Input records:
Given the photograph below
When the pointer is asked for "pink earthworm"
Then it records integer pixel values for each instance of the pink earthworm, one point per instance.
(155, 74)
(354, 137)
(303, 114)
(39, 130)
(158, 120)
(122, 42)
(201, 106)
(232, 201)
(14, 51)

About this task:
Reproduce, with no other lines, the one containing "Then it records" and all lines after it through the end of the data above.

Written response:
Then it records integer pixel values for each instance of the pink earthworm, one point per instance.
(155, 74)
(354, 137)
(303, 114)
(39, 130)
(158, 120)
(122, 42)
(201, 106)
(232, 201)
(14, 51)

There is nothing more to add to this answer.